▶ Brief
Go through the records below and report each line with "woman" in it.

[Opening Supplied material section]

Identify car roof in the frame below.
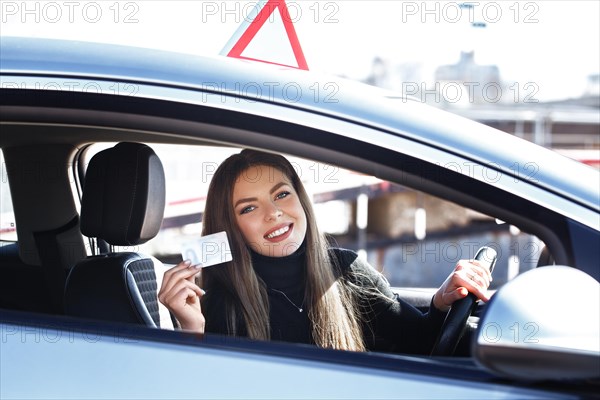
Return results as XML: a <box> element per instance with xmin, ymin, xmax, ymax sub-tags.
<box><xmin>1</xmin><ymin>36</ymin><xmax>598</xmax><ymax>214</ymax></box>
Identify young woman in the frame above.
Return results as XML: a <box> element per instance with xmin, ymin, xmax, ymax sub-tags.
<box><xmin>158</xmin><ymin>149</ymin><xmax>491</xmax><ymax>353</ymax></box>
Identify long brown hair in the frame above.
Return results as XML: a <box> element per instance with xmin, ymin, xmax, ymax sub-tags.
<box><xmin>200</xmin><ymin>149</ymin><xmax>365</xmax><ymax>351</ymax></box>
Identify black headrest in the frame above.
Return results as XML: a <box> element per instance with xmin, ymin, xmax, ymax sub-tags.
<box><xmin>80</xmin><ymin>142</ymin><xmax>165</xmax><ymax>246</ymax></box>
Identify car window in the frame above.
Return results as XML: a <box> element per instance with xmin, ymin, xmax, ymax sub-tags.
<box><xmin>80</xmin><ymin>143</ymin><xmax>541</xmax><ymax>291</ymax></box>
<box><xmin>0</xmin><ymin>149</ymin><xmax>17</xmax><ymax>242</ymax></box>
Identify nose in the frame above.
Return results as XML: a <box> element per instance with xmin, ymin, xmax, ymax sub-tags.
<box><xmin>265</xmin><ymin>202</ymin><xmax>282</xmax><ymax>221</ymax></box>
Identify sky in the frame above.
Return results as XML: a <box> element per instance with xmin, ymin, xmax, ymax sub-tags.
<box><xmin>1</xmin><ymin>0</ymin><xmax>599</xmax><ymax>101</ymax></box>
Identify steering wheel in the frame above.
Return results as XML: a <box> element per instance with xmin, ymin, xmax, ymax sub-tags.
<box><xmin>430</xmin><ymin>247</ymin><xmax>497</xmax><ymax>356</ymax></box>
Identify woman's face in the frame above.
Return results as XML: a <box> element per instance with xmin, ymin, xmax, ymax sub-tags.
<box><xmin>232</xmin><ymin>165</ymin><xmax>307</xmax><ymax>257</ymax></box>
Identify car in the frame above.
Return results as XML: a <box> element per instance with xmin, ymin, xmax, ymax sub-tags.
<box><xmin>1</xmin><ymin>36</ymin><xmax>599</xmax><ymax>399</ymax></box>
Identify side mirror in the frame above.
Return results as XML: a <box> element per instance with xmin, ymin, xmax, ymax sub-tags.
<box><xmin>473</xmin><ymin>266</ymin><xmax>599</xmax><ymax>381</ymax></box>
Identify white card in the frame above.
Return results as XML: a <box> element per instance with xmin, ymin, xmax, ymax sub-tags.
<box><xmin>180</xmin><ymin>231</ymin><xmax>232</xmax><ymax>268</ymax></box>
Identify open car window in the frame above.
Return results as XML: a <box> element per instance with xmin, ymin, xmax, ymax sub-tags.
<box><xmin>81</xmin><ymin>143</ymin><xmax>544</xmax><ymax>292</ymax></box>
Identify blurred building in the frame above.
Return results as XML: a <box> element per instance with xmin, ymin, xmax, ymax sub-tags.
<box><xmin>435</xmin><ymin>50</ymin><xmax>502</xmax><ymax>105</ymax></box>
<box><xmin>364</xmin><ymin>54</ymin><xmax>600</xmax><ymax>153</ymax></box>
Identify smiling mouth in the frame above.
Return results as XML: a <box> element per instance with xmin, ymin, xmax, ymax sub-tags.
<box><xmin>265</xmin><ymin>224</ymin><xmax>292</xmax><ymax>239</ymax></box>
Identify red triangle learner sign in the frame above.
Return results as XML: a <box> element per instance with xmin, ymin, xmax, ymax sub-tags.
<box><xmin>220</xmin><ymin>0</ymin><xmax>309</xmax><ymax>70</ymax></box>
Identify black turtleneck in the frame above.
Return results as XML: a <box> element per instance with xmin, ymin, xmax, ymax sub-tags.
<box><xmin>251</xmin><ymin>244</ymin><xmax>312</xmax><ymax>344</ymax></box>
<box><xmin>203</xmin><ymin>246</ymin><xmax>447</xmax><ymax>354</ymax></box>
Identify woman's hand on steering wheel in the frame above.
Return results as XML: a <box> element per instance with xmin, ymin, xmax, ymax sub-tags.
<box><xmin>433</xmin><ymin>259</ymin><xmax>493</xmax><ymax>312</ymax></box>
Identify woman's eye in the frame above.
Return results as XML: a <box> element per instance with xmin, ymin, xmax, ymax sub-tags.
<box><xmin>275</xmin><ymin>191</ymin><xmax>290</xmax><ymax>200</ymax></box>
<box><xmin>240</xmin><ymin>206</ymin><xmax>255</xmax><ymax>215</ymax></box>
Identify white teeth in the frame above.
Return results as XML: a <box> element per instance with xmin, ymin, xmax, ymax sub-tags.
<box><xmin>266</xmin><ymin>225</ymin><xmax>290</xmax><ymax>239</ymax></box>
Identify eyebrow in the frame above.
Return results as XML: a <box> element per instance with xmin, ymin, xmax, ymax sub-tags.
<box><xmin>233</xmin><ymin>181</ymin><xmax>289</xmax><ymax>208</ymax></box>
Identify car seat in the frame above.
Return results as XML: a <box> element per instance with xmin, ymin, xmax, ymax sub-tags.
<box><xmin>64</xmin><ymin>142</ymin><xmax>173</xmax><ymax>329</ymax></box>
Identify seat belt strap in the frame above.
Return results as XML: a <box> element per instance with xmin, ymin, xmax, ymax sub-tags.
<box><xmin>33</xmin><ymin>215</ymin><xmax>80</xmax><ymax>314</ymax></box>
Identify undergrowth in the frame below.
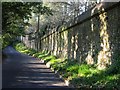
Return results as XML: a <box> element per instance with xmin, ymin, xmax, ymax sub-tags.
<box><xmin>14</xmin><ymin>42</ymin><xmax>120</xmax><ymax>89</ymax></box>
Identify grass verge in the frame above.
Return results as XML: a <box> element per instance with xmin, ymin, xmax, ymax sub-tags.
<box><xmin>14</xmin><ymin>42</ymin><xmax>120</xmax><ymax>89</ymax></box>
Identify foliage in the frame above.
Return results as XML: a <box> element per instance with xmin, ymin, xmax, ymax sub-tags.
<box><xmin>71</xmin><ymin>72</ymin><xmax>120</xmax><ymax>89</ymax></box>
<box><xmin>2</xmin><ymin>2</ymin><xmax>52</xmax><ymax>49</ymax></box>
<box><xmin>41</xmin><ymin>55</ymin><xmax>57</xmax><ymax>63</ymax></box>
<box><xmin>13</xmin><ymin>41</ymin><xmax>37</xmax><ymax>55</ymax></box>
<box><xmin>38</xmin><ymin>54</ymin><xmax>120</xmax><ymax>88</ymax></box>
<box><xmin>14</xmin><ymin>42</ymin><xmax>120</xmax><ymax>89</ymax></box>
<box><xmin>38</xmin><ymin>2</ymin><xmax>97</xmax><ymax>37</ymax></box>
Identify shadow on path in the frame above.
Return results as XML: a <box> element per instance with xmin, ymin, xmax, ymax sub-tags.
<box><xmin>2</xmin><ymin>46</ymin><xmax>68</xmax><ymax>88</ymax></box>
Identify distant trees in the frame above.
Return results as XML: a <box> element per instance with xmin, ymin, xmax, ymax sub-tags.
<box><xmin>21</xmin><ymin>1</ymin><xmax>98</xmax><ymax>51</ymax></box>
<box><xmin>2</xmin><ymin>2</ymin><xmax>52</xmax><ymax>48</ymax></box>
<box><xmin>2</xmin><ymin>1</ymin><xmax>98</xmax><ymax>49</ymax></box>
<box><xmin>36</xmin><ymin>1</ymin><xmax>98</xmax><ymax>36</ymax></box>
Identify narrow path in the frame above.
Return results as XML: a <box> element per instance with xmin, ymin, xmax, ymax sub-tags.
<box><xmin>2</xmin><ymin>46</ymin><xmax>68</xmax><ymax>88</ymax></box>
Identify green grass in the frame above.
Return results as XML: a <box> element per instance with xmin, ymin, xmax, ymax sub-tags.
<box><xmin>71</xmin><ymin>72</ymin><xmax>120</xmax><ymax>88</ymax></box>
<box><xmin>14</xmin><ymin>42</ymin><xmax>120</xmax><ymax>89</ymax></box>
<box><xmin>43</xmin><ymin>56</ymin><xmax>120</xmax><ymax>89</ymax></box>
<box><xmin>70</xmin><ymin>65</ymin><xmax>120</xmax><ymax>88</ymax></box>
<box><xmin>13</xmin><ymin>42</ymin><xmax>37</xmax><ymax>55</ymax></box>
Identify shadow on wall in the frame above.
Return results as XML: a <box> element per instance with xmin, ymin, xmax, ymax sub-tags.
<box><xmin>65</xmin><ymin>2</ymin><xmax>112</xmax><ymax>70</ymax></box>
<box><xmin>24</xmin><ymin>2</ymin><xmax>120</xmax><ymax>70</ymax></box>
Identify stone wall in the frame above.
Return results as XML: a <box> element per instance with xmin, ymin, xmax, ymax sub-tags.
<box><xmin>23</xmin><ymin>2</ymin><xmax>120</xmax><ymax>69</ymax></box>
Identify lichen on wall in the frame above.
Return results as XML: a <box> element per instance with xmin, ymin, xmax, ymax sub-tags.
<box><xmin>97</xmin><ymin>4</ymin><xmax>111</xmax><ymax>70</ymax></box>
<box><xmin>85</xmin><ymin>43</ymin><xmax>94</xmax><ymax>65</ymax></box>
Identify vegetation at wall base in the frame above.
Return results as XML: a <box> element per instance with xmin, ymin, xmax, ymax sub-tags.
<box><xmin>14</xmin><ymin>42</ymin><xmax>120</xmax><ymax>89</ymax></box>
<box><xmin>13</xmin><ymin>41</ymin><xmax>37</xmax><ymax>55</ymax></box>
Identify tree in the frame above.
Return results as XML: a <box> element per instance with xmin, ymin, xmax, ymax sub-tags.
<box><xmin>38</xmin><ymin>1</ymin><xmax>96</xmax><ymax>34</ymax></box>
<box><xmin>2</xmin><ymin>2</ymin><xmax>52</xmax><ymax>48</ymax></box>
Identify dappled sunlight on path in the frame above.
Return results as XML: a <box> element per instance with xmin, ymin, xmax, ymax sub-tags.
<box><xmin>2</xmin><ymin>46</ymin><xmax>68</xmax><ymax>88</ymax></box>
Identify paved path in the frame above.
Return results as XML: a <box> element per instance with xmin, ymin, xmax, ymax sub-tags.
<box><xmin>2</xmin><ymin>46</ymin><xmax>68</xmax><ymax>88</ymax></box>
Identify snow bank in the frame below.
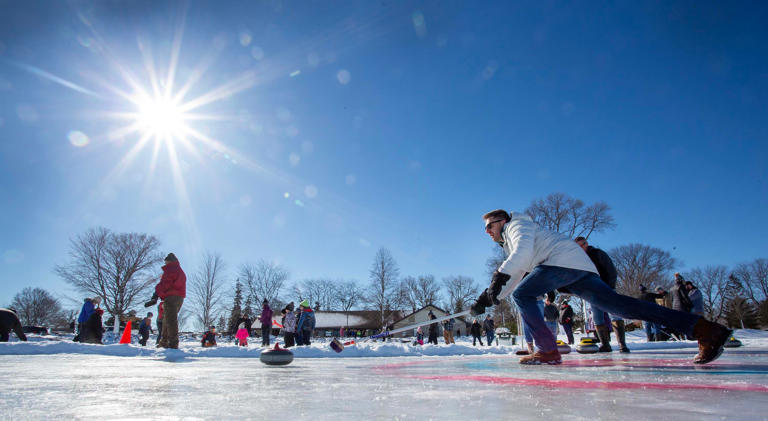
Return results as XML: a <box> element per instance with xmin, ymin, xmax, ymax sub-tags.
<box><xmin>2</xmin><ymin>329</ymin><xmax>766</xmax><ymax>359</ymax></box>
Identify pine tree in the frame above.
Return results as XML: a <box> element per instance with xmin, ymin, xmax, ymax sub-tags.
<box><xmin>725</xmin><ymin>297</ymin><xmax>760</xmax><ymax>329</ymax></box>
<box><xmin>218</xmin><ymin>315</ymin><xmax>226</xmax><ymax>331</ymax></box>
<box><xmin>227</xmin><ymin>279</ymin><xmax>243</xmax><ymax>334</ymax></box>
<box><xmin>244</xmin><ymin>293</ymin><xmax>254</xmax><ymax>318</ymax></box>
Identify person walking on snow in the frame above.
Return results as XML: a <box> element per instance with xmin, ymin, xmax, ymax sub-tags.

[Closing Supplied material section]

▶ Answer space
Identify young woman in the frame above.
Identify woman's face in the frame above.
Identify woman's hand on steering wheel in the frame above.
Identify woman's eye in the frame above.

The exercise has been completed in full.